Segment Start: Source passage

Hospitals warn over pressure of patient numbers


A third of hospital trusts in England issued alerts warning they needed urgent action to cope with the pressure of patient numbers last month.

In the most serious cases – seven of the 50 trusts that issued alerts – the hospitals declared they were unable to give patients comprehensive care.

BBC Radio 4’s Today programme has been told operations have been cancelled and patients left waiting on trolleys.

NHS England said tried and tested plans were managing the pressures.

The Royal College of Emergency Medicine said patients in affected hospitals could face delays in receiving pain relief and antibiotics.

The Nuffield Trust health think tank released an analysis of the figures.

A new system of recording the pressure on trusts is in place this winter, known as Operational Pressures Escalation Levels.

It replaces the traditional system of hospitals declaring black or red “alerts”.

Safety at risk

The Nuffield Trust said NHS England figures showed 50 hospital trusts declared they were experiencing major pressures, compromising the flow of patients and had to take urgent action.

Of those, seven faced so much pressure they were unable to deliver comprehensive care and there was a higher chance of putting patients’ safety at risk.

It said that although there were not directly comparable figures, as the reporting regime had changed, an analysis of two weeks in December suggested trusts declared alerts on more days than they did under the old system the previous winter.

Milton Keynes Hospital NHS Foundation Trust chief executive Joe Harrison said it had cancelled operations to free up beds.

Segment End: Source passage
Segment Start: Recorded data

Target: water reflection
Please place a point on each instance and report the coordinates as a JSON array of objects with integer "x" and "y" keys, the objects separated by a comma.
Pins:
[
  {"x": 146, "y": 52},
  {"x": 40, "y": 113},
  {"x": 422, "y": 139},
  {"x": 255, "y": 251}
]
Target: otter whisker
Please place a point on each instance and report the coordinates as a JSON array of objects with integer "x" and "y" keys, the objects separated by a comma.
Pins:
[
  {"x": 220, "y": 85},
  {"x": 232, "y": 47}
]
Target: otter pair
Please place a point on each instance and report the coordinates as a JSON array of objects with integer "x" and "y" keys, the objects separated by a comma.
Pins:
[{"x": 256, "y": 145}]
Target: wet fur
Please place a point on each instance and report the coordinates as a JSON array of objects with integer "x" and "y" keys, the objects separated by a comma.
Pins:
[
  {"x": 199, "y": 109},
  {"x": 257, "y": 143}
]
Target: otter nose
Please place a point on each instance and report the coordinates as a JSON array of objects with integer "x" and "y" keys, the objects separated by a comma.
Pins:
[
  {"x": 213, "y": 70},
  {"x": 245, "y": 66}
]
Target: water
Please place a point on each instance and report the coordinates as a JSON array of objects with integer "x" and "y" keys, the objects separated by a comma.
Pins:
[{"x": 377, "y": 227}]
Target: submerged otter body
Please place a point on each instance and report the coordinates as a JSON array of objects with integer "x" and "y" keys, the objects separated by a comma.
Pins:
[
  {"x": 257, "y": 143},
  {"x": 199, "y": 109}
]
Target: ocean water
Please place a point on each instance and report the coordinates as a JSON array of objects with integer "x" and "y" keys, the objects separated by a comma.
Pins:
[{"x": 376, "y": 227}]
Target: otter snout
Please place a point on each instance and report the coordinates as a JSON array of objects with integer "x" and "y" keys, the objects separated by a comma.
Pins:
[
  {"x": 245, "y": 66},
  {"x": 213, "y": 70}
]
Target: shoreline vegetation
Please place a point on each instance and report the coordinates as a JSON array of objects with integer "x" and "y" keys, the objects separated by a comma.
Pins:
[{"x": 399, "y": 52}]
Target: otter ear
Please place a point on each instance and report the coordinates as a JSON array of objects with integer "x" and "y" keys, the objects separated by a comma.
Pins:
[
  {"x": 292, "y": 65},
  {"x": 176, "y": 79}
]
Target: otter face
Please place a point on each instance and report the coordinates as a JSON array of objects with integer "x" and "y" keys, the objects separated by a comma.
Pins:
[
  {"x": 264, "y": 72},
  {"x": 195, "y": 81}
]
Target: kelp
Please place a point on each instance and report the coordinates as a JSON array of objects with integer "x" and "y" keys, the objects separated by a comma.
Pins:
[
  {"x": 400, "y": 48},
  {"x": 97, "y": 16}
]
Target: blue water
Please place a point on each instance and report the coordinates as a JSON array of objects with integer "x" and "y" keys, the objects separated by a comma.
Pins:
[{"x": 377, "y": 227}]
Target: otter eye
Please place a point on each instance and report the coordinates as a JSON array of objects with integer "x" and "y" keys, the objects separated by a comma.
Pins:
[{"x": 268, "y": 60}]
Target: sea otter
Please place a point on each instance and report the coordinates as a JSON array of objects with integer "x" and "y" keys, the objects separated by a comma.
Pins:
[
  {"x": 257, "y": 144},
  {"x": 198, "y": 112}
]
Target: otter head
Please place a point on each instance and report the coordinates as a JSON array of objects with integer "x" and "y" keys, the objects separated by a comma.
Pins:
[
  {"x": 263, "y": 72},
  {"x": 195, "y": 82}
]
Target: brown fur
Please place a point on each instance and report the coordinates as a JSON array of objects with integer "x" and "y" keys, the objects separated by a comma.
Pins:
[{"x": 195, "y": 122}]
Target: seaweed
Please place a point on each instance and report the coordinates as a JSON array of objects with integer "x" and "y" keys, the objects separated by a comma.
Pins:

Segment End: Recorded data

#### Task set
1: In the hospital pressures article, what traditional system does the Operational Pressures Escalation Levels system replace?
2: Write out the portion of the hospital pressures article that opens with the words containing "The Nuffield Trust said" and closes with "free up beds.".

#### Answers to this exercise
1: It replaces the system of hospitals declaring black or red "alerts."

2:
The Nuffield Trust said NHS England figures showed 50 hospital trusts declared they were experiencing major pressures, compromising the flow of patients and had to take urgent action.

Of those, seven faced so much pressure they were unable to deliver comprehensive care and there was a higher chance of putting patients’ safety at risk.

It said that although there were not directly comparable figures, as the reporting regime had changed, an analysis of two weeks in December suggested trusts declared alerts on more days than they did under the old system the previous winter.

Milton Keynes Hospital NHS Foundation Trust chief executive Joe Harrison said it had cancelled operations to free up beds.